Página:

________

ÍNDICE GENERAL de "EL CULTURAL"


por Carlos A. Trevisi

Cuando uno es confiado se entrega. Claro que al mismo tiempo mira y saca conclusiones. Si se descubre alguna falla en el otro, entonces pone en juego la comprensión. Así, uno sobrelleva la amistad o una sincera relación con afecto. El problema radica en que uno ve cada vez más porque el otro, en certeza de que eres un inocente infeliz, comienza a maniobrar con elementos que nunca antes había puesto en juego. Desnuda de a poco sus adentros; se anima a decir lo que antes no decía o apenas insinuaba.

Suele suceder con los que viven en la verdad, que ya la encontraron, según creen. Pero su verdad no es propia. Es una verdad que dicta la organización a la que pertenecen y a la cual han cedido su conciencia en detrimento de la suya propia. Es así como cuando la exponen quedan al descubierto.

Los casos más típicos con los que me he topado son aquellos que han “amasado” su moral a partir de las verdades que les dictan dos grandes corporaciones: las fuerzas armadas y la Iglesia, amén de otras que actúan desde las tinieblas.

Tuve ocasión de ver en acción a dos o tres personajes deleznables de las fuerza armadas argentinas. El caso más patético fue el de un tal Galtieri que tenía la fuerza de un buey y el cerebro de un pez, combinación nefasta que impulsa actitudes inconcebibles.
El otro tipo, de característica semejantes, era un coronel, católico fundamentalista, que iba al Colegio Militar a aleccionar a los cadetes para que se transformaran en monstruos como él.      Seineldín se llamaba. Videla, un oligofrénico sin nombre que se sentía un enviado de Dios para terminar con el comunismo, era otro, que, a diferencia de los anteriores, sin embargo, tenía la certeza más absoluta que era un enviado de Dios y hoy día, a los 80 y pico de años sigue pensando que si no hubiera sido por él Argentina se habría convertido en un país marxista-leninista.

________

Datos proporcionados:
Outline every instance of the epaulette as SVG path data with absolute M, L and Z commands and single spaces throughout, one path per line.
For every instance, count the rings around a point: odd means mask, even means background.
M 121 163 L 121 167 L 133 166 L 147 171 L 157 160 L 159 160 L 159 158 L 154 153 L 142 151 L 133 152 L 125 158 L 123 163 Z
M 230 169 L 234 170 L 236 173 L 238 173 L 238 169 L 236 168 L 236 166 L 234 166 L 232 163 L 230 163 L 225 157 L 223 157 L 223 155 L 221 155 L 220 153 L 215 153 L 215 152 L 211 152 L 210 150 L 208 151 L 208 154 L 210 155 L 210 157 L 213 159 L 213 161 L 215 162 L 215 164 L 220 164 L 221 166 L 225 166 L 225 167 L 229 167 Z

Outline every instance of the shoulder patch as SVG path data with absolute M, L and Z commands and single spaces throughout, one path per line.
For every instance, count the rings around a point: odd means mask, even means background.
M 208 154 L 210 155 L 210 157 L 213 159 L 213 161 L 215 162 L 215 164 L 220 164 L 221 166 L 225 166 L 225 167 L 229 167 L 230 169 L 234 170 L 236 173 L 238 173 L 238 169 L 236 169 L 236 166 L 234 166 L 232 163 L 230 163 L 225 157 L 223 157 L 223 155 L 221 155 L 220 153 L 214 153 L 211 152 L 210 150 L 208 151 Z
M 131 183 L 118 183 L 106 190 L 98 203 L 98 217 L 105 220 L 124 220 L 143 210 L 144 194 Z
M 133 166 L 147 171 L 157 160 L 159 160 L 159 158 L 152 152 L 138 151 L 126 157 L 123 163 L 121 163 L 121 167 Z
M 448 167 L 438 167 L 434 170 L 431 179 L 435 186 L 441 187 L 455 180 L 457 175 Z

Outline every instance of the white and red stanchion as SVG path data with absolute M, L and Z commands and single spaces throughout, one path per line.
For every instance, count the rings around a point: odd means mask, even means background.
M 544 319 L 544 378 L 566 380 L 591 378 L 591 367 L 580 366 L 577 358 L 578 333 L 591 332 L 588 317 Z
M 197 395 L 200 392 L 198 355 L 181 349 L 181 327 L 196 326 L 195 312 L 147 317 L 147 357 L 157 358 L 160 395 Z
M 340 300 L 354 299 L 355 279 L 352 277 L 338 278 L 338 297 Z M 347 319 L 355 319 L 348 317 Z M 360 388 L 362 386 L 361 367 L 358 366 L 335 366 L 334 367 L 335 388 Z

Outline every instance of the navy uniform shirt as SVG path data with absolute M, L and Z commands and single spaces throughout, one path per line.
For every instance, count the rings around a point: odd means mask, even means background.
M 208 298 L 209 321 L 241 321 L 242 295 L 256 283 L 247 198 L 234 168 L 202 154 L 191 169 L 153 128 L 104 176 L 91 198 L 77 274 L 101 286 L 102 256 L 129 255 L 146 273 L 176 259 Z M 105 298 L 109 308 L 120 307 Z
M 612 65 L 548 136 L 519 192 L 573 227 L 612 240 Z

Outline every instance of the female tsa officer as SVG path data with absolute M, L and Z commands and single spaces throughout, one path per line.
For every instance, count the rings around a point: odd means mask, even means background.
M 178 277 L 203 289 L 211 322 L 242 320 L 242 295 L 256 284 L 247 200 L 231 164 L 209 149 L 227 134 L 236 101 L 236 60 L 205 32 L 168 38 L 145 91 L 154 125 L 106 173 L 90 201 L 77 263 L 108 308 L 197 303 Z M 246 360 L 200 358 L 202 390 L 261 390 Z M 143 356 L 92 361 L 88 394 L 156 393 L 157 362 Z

________

Instrucción: Por favor, copia sin cambios el pasaje de la página que va desde "El otro tipo, de" hasta "un país marxista-leninista.".

Respuesta:
El otro tipo, de característica semejantes, era un coronel, católico fundamentalista, que iba al Colegio Militar a aleccionar a los cadetes para que se transformaran en monstruos como él.      Seineldín se llamaba. Videla, un oligofrénico sin nombre que se sentía un enviado de Dios para terminar con el comunismo, era otro, que, a diferencia de los anteriores, sin embargo, tenía la certeza más absoluta que era un enviado de Dios y hoy día, a los 80 y pico de años sigue pensando que si no hubiera sido por él Argentina se habría convertido en un país marxista-leninista.